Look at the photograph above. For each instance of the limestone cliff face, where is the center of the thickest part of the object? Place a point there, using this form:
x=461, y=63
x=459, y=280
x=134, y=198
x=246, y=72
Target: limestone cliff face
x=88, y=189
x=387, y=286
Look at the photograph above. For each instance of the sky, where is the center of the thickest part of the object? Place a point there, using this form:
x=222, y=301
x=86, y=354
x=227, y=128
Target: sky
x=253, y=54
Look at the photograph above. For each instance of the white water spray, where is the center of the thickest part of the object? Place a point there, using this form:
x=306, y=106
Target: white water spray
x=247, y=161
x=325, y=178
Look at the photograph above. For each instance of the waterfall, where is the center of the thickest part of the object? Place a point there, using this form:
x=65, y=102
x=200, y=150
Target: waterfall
┄┄┄┄┄┄
Transcribe the data above in full, exactly.

Look at the photograph above. For each instance of the limestone cliff face, where is the center of the thickest part of the object? Place a point there, using this form:
x=461, y=63
x=459, y=280
x=134, y=198
x=246, y=72
Target: limestone cliff face
x=88, y=189
x=387, y=286
Look at the photograph above. For each instance of the sky, where is the center of the thickest part of the object? Place a point there, using this form:
x=222, y=301
x=86, y=354
x=227, y=128
Target: sky
x=253, y=54
Look at the photograph above. For each instance of the white water spray, where is the center of the thickest part of the object? Place a point there, using this form:
x=306, y=106
Target: white water spray
x=247, y=161
x=325, y=178
Look at the photograph above. For each instance of the waterfall, where is the center of the thickest part of the object? Place a point there, using this form:
x=65, y=102
x=200, y=150
Target: waterfall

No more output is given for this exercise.